Of course. The timing hits just as the mainstream press was picking up on what David here was telling us last week: Wall Street’s telling Boehner to quit screwing around and raise the debt limit already, whilst Boehner’s trying to screw around a bit longer to see what more he can screw out of the Democrats. Boehner and Co. couldn’t risk seeing this migrating from the papers to hit the evening TV newscasts, so S&P stepped up to the plate for them to try and smother the news that Boehner and Co. are bluffing like all get out.
“Their CEOs also have more honor and patriotic feeling than ours.”
Got that right! To many amoral CEO’s here in America, using that corporate shell to Shield themselves and protect profit, at America’s expense. Now we know why it is called Blue Cross Blue Shield. A Public Charity and $11 million dollar CEO “chute rides.” No problem here? In how many other states do these “chute rides” happen?
The reason why the rating agencies get their business is that insurance companies and other institutions whose portfolios are required to carry securities of a certain quality need to show the regulators that what they are holding meets the quality standard. It’s less about risk assessment (the private owners can do their own research) than it is about certification. When a particular bond is down-rated (say Ecuadorian bonds), the insurance companies and pension funds holding it have to sell it. In a worst-case scenario the market for such bonds can freeze up, which is why the rating agencies send ‘signals’ ahead of time.
As to how they decide to rate, one my ex-students used to manage the sovereign debt division of Moody’s. I once asked him how they went about downgrading a country like Japan (which he did). He said that normally they don’t review every country on a continuous basis, but if something comes up they call a meeting and discuss it. It wasn’t clear that any quantitative criteria are imposed. People go around the table and they try to reach a consensus. Experience shows that people with strong opinions in such situations tend to get their way. Galbraith is right. The whole process is laughable.
At 10 to 15 percent true unemployment, the odds of domestic inflationary pressure driving up the US price level are about zero. The only way you could get inflation out of a monetization of the debt at this stage in the game is if foreign holders of dollars were to dump them all at once and cause a drastic decline in the real exchange rate, which would drive up the price of everything we import whether or not the economy is anywhere close to full employment.

> _WHAT TO WORK ON_
(1) Answer these questions from the comments on rating agencies and the debt limit:
(a) What do insurance companies and pension funds have to do when a bond they hold is down-rated?
(b) Which division of Moody's did the writer's former student manage?
(c) What level of true unemployment does the final comment cite?
(2) Write what comes next in the comments on rating agencies and the debt limit, continuing after the last sentence shown.

Dataset items
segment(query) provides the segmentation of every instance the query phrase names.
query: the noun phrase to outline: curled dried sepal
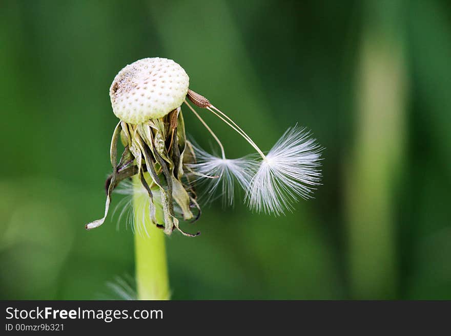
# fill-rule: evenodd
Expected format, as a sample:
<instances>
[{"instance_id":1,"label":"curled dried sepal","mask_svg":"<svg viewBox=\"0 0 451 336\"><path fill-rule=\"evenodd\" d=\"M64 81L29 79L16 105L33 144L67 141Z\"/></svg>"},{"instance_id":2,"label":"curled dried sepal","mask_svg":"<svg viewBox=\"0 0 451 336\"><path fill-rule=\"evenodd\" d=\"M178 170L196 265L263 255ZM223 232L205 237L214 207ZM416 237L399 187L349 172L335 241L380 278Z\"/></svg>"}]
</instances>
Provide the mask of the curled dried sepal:
<instances>
[{"instance_id":1,"label":"curled dried sepal","mask_svg":"<svg viewBox=\"0 0 451 336\"><path fill-rule=\"evenodd\" d=\"M117 174L117 168L116 167L116 162L117 161L117 141L120 133L120 123L118 123L114 128L114 131L113 132L113 137L111 138L111 145L110 147L110 158L111 161L111 166L113 167L113 174L111 175L111 178L110 180L110 184L108 186L108 189L107 191L107 200L105 202L105 214L104 216L99 219L97 219L90 223L88 223L85 226L86 230L91 230L95 228L97 228L104 223L105 218L107 218L107 215L108 214L108 209L110 208L110 203L111 201L111 193L114 189L115 184L116 183L116 176Z\"/></svg>"}]
</instances>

> _RESPONSES IN ORDER_
(1)
(a) They have to sell it.
(b) The sovereign debt division.
(c) 10 to 15 percent.

(2)
The odds of this happening are also next door to zero, because holders of dollars don’t have a lot of options for placing large amounts of cash elsewhere, and the big holders like China and the Arab States would suffer huge capital losses from any devaluation.
Short and simple: for some time to come there is no impediment to monetizing the debt as is presently being done by the Federal Reserve. We can worry about the Second Coming when it is about to happen, which looks like a long time away.
Thanks for this and your @ 82 as well.
If the US Gov purchased all those S&P AAA rated sub-prime liar loan backed securities from the banks around the world, perhaps we could strengthen our US country credit rating – at least in the eyes of S&P and Moody’s and Fitch?
/s
S&P = Shit&Piss.
:D
Every quarter I also receive reports about dire financial constraints and their singular solution. Almost all of the reports originate from Nigeria.
Is the issue here really S&P? How about the fact that Barney Frank, such a man of the people, is a hack for the ratings agencies — I mean seriously, getting the conflict of interest rule delayed by 2 years? What a fraud!
I think your view was best expressed by Machiavelli, something to the effect that The Prince can be loved or feared, but for his interests it is better to be feared.
In fact, “quantitative easing” is simply an exercise in paying off national debt with printed money. Granted, the Treasury then owes the Fed, but there’s no danger that the Fed will refuse to roll that debt over, or whatever else it is that we fear China might do to us if we owe them too much.